◆ Supplied material
++++++++
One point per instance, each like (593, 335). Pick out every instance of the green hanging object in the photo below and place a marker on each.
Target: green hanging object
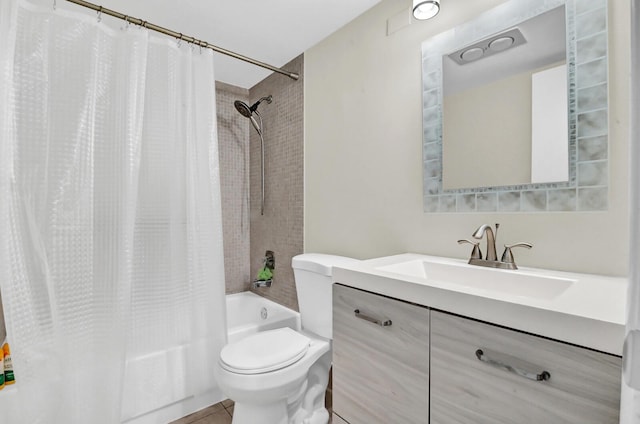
(265, 274)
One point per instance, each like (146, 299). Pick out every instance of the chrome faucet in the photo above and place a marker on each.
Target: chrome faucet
(491, 239)
(506, 262)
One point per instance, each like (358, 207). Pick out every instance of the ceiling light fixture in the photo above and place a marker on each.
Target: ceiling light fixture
(425, 9)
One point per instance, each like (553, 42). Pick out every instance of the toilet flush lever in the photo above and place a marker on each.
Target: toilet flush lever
(385, 323)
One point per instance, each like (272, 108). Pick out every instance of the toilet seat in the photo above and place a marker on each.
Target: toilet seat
(265, 351)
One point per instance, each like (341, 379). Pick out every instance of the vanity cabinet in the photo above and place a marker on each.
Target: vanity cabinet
(380, 359)
(485, 374)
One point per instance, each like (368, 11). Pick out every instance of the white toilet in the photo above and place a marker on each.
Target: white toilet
(280, 376)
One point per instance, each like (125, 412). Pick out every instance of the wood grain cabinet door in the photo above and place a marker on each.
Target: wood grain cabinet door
(380, 372)
(484, 374)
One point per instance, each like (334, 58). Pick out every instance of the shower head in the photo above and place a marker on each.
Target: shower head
(249, 111)
(243, 108)
(246, 110)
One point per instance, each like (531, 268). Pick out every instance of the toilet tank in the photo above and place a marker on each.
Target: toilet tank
(312, 272)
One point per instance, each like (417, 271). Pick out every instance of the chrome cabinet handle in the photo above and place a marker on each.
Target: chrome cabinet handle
(385, 323)
(531, 375)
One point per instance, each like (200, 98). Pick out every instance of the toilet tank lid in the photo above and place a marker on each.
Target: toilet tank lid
(320, 263)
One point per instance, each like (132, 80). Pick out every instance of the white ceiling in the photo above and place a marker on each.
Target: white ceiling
(271, 31)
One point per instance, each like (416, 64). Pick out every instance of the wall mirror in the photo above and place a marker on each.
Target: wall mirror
(515, 110)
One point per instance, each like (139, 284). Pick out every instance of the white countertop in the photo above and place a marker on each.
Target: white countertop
(590, 313)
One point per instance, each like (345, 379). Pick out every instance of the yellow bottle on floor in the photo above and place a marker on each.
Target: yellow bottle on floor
(9, 377)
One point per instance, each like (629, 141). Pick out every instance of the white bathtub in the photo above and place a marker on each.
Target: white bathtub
(249, 313)
(245, 313)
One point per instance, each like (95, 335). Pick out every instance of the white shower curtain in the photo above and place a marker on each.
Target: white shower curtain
(111, 259)
(630, 406)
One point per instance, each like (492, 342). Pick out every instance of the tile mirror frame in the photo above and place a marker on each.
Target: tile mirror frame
(587, 69)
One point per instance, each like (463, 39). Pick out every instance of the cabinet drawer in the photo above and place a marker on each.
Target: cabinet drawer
(380, 373)
(583, 387)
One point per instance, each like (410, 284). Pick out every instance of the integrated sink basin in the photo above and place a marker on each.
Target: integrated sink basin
(510, 282)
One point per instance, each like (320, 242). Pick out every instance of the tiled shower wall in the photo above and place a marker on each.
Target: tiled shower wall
(247, 234)
(233, 142)
(281, 227)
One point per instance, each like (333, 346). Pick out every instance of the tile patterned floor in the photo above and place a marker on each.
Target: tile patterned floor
(220, 413)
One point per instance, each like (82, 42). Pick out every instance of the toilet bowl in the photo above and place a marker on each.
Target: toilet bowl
(280, 376)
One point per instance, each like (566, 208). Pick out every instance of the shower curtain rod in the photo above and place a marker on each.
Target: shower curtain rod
(180, 36)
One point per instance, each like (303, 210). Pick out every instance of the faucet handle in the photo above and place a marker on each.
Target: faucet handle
(475, 253)
(507, 256)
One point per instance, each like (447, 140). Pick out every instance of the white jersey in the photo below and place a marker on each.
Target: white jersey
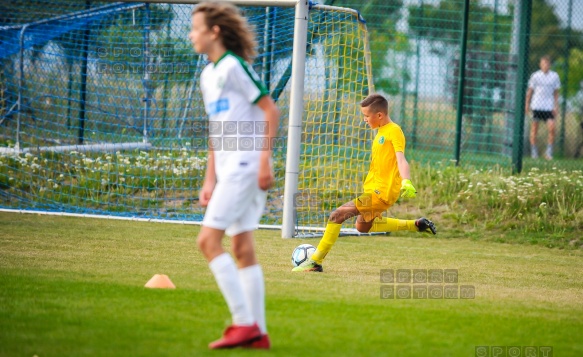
(543, 86)
(230, 90)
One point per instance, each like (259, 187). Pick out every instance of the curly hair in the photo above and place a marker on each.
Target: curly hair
(235, 33)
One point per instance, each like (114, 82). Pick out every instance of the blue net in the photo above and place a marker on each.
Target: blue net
(101, 111)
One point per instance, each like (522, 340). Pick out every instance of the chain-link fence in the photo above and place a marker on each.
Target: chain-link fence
(421, 51)
(468, 81)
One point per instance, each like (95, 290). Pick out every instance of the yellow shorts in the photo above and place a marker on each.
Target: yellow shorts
(370, 206)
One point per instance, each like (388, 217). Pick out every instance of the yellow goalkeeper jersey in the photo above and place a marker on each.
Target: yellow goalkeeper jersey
(383, 176)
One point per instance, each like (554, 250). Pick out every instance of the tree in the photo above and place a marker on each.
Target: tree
(381, 18)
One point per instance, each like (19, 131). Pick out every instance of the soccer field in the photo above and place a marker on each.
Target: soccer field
(74, 287)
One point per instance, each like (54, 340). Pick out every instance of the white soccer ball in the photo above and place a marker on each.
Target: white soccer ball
(302, 253)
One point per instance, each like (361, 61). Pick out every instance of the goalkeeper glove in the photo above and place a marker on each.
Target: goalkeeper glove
(407, 189)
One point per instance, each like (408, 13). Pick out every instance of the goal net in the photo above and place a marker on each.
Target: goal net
(101, 113)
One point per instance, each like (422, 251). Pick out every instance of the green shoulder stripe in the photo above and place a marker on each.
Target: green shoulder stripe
(262, 90)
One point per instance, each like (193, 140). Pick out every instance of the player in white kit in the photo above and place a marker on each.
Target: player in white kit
(243, 120)
(542, 97)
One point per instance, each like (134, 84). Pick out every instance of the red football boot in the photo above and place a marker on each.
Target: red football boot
(235, 336)
(262, 343)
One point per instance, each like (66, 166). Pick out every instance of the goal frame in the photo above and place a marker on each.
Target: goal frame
(296, 106)
(302, 8)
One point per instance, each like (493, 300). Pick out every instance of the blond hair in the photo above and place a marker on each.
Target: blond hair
(235, 33)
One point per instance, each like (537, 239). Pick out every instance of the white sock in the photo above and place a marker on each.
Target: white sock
(225, 272)
(254, 288)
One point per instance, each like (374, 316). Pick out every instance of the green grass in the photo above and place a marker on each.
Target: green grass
(74, 287)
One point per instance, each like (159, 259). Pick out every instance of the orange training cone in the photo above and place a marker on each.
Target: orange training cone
(160, 281)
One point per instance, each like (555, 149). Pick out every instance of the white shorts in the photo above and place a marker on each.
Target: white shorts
(236, 206)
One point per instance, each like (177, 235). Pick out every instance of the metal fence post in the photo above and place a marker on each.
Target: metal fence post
(521, 77)
(461, 82)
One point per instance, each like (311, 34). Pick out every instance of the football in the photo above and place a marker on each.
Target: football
(302, 253)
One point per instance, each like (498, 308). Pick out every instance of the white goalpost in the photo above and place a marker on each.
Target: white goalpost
(296, 100)
(320, 84)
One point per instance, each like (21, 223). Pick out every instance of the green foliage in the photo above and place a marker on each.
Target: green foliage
(575, 71)
(547, 202)
(112, 182)
(381, 21)
(74, 287)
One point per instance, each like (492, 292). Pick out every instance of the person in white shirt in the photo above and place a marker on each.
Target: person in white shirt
(542, 98)
(243, 121)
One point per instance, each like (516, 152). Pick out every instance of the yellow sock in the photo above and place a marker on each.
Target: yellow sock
(330, 236)
(385, 224)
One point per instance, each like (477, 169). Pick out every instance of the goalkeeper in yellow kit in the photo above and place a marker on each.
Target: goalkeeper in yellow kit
(388, 179)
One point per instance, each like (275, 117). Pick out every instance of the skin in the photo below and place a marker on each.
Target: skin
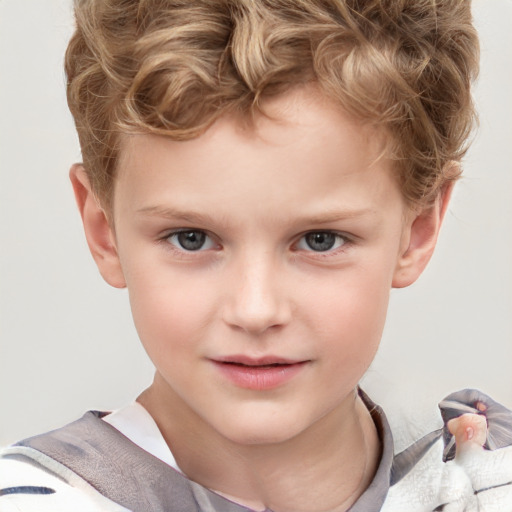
(257, 288)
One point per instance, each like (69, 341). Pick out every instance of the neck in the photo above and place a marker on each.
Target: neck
(325, 468)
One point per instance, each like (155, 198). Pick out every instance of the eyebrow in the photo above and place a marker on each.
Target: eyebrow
(326, 217)
(173, 213)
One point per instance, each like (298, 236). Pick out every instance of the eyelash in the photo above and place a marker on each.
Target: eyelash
(342, 239)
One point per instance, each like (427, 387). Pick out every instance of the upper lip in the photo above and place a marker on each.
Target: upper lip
(256, 361)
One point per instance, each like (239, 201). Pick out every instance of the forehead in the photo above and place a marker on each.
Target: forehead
(302, 142)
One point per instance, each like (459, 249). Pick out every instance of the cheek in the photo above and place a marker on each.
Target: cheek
(171, 311)
(349, 316)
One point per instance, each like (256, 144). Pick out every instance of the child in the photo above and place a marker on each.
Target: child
(259, 175)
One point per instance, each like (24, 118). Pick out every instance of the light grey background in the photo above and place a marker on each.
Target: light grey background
(67, 343)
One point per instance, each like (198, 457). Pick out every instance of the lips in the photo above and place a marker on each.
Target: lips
(262, 373)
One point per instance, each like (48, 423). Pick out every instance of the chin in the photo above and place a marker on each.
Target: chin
(261, 429)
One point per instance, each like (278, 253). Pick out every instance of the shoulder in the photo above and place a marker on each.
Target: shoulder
(32, 481)
(464, 465)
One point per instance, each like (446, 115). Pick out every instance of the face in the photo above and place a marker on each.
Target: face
(259, 263)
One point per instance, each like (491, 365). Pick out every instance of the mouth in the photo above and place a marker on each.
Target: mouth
(260, 374)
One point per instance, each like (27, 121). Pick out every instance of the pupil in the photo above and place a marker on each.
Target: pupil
(321, 241)
(191, 240)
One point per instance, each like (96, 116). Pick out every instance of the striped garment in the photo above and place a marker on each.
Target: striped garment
(90, 466)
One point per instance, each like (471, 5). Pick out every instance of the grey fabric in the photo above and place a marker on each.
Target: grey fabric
(126, 474)
(373, 498)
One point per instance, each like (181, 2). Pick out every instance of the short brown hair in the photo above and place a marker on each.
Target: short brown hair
(175, 66)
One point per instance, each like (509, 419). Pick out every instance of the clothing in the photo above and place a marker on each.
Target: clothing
(112, 473)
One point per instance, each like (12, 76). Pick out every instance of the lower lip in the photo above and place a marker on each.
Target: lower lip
(259, 377)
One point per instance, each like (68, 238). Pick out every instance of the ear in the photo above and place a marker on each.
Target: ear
(419, 239)
(98, 232)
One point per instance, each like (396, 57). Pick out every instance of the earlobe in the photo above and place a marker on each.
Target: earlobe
(419, 239)
(98, 231)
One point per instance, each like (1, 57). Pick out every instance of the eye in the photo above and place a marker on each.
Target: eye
(191, 240)
(321, 241)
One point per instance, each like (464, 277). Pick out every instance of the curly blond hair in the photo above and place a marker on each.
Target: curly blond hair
(173, 67)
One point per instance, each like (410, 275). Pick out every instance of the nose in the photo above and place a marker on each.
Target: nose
(257, 298)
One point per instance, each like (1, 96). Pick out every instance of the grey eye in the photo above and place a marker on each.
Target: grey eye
(321, 241)
(193, 240)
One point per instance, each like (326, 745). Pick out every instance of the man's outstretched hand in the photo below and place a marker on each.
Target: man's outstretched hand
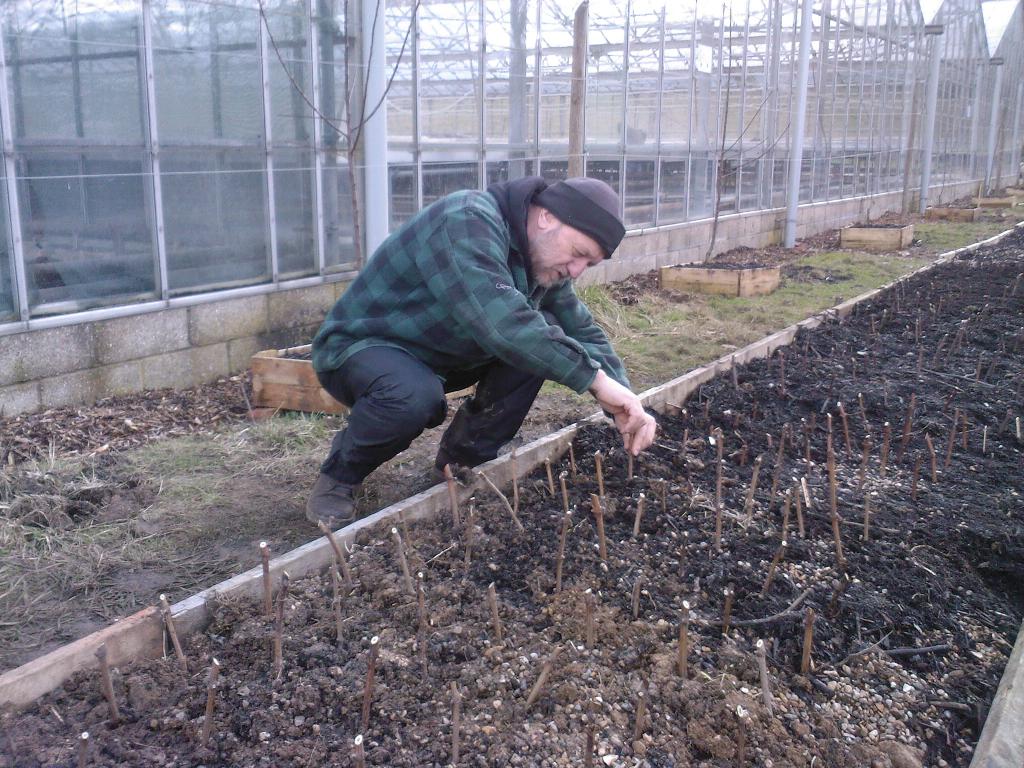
(634, 424)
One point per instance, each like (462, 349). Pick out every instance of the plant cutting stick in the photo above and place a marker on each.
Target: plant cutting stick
(639, 516)
(279, 628)
(456, 721)
(339, 554)
(749, 502)
(336, 598)
(834, 509)
(865, 453)
(779, 554)
(421, 613)
(107, 685)
(907, 426)
(511, 510)
(562, 537)
(590, 604)
(83, 750)
(595, 503)
(729, 593)
(359, 752)
(399, 553)
(165, 610)
(211, 699)
(719, 440)
(951, 441)
(805, 659)
(635, 601)
(683, 649)
(641, 716)
(496, 621)
(761, 654)
(884, 456)
(368, 687)
(535, 692)
(800, 512)
(846, 428)
(264, 553)
(454, 494)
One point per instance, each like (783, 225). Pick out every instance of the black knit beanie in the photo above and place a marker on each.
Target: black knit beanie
(588, 205)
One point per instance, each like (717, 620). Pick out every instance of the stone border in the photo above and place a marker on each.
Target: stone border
(141, 635)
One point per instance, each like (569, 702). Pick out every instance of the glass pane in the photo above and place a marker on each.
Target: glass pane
(639, 193)
(207, 72)
(401, 194)
(8, 304)
(296, 212)
(75, 76)
(339, 231)
(291, 75)
(87, 233)
(672, 205)
(443, 178)
(214, 218)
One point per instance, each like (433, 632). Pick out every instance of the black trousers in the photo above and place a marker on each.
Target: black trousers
(393, 397)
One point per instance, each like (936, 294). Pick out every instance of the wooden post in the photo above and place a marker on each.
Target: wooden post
(264, 553)
(719, 440)
(107, 685)
(211, 698)
(368, 687)
(165, 610)
(454, 496)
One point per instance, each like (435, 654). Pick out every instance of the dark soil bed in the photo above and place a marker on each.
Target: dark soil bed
(911, 626)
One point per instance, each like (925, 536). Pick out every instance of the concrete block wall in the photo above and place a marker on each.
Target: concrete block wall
(177, 347)
(183, 346)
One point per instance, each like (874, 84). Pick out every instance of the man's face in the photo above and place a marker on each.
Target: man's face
(558, 252)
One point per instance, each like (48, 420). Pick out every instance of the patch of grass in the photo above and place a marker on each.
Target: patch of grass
(662, 338)
(948, 236)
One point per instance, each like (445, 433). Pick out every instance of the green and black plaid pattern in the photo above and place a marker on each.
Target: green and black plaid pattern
(450, 288)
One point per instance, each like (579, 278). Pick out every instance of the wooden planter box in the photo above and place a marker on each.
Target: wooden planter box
(997, 202)
(290, 383)
(754, 282)
(952, 214)
(285, 383)
(877, 238)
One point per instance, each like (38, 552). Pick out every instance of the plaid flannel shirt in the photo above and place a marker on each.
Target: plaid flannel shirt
(450, 288)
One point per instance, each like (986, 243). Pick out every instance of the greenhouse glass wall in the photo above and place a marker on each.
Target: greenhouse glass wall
(156, 150)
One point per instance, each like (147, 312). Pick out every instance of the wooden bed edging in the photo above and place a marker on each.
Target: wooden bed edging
(141, 636)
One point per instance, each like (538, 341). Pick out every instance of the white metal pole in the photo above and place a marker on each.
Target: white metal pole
(797, 142)
(993, 121)
(932, 98)
(375, 177)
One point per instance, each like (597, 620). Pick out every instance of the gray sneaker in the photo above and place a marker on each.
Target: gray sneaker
(332, 502)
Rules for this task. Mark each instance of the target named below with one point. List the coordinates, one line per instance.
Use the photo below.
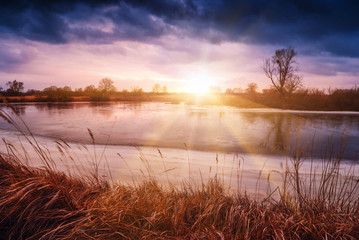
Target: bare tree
(106, 85)
(282, 70)
(156, 88)
(251, 88)
(15, 87)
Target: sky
(179, 44)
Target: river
(191, 138)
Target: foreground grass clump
(44, 204)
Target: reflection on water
(202, 128)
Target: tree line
(105, 87)
(286, 90)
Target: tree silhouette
(106, 85)
(282, 70)
(15, 87)
(251, 88)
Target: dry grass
(46, 204)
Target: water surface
(179, 126)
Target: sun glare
(199, 84)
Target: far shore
(297, 101)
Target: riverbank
(315, 100)
(45, 204)
(176, 98)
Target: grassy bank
(42, 203)
(45, 204)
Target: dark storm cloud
(315, 26)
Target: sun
(199, 84)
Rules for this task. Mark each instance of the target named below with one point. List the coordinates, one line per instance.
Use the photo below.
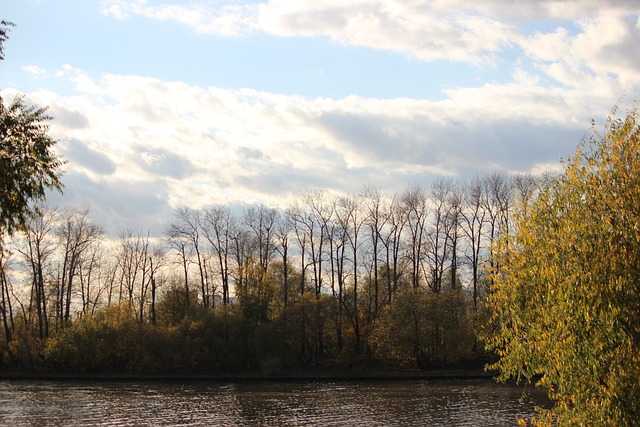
++++++++
◆ Work required
Going back to the entries above, set down exactly the lines that begin at the one with "One point per instance, each like (531, 268)." and end at the one with "One point per instance, each like (320, 242).", both included, and nothing else.

◆ Solved problem
One point per instance, each like (531, 268). Pick out every instance of the toilet tank in the photo above and place a marker on each.
Target: toilet tank
(312, 272)
One point per instance, each like (417, 271). Pick out every instance of the chrome cabinet handle in the photo above and place a marker on each.
Target: chrome cabinet handle
(385, 323)
(531, 375)
One point per instance, each like (200, 98). Pick out every instance of the toilet tank lid in the photo above and place a marker on each.
Target: toilet tank lid
(320, 263)
One point per instance, each like (132, 80). Pick out every instance of the white ceiling in the photo above and place a marker on each.
Target: white ceiling
(271, 31)
One point per instance, each like (416, 64). Pick out every instance of the wall mirror in the photo above and place a marker on each.
Target: wall mirror
(515, 110)
One point per instance, each like (139, 284). Pick out every instance of the white countertop in the photo above and place a marker on each.
Target: white countertop
(590, 313)
One point per instance, each like (345, 379). Pick out every instance of the yellow bottle on floor in the photo above and place a marker on each.
Target: yellow bottle on floor
(9, 377)
One point per instance, each like (629, 141). Pick out every instance of the white bathtub in the photo above and place a marker on each.
Target: white bathtub
(249, 313)
(245, 313)
One point per instance, each like (95, 335). Pick out every instance of the white shower curtain in the photo above and place a marker on each.
Target: white shower curtain
(111, 259)
(630, 406)
One point per instance, each like (492, 342). Pick out every instance of the tile mirror frame in the photo above and place a marker on each.
Target: tile mirror frame
(587, 69)
One point per instance, each like (463, 39). Pick out every instance of the cabinet drawer in the photo above and place a marker on each.
Target: cabinet drawer
(380, 373)
(583, 387)
One point per instance, each like (410, 284). Pick out every instance of the integrated sink basin in the photo above and place a marker on each.
Target: integrated sink basin
(510, 282)
One point per instance, each like (320, 242). Pick out every instance of the tiled shower wall in the photo above and place a marker on each.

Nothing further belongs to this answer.